Start TASK MATERIAL

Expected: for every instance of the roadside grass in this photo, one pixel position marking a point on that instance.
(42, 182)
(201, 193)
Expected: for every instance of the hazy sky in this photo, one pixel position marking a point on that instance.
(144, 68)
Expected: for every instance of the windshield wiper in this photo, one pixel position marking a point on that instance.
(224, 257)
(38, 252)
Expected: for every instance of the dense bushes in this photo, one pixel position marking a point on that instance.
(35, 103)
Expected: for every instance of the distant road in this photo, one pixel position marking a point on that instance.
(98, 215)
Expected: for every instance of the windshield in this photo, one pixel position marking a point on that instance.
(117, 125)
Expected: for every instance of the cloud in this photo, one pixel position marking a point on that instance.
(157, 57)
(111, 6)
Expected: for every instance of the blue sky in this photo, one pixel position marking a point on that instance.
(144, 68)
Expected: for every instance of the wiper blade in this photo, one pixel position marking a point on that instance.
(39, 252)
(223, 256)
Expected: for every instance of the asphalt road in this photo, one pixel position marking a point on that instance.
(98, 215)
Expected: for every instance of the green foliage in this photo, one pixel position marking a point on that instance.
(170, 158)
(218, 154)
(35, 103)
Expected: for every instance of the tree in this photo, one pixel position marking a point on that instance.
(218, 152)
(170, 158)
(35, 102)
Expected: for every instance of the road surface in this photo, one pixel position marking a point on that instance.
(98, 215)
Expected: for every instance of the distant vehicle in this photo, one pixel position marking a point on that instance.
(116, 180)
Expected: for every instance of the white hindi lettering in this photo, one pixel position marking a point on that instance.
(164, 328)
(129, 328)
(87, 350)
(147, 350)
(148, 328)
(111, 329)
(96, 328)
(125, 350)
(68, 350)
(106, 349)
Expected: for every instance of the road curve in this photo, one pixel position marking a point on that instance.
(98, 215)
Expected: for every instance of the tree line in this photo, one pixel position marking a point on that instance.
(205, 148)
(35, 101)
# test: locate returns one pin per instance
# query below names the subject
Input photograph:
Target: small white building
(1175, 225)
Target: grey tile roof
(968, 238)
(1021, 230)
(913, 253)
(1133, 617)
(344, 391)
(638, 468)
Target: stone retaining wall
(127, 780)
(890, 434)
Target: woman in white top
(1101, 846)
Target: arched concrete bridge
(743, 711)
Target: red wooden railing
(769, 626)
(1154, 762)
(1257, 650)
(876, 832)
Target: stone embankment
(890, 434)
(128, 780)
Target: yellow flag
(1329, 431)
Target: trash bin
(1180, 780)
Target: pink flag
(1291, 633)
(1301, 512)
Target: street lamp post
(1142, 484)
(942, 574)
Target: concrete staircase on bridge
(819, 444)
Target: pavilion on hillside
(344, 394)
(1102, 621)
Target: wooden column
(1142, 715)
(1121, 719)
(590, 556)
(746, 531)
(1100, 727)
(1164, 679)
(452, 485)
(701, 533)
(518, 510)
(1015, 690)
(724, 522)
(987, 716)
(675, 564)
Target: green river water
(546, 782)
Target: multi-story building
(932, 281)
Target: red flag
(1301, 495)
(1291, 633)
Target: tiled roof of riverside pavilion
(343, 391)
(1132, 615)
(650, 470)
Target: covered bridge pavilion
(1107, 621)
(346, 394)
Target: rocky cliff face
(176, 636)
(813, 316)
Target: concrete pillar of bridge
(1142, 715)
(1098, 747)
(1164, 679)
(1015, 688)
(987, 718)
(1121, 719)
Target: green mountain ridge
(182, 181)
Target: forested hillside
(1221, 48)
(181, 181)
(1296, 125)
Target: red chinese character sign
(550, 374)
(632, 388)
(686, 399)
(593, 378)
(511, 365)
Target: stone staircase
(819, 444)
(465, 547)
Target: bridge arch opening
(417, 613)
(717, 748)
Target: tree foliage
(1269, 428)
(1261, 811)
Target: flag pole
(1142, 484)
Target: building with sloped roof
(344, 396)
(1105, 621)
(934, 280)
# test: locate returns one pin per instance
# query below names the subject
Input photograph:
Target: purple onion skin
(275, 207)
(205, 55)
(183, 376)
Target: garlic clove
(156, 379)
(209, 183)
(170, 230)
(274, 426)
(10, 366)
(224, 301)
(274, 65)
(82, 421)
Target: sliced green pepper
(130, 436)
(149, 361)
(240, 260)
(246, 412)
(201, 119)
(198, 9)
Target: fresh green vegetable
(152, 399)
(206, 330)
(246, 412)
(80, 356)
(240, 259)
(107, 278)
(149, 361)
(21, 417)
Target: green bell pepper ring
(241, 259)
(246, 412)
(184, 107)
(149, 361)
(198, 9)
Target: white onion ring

End TASK MATERIAL

REQUIRED WORK: Copy the items above verbatim, starting at the line containing "Target: green mountain ridge" and ending at the line containing "(1261, 811)", both lines included.

RESPONSE BELOW:
Target: green mountain ridge
(182, 181)
Target: forested hillside
(1221, 48)
(181, 181)
(1296, 125)
Target: red chinese character sign
(550, 374)
(632, 388)
(686, 399)
(593, 378)
(511, 365)
Target: stone staircase
(819, 444)
(465, 547)
Target: bridge arch opening
(417, 613)
(717, 748)
Target: tree foliage
(1269, 428)
(1261, 811)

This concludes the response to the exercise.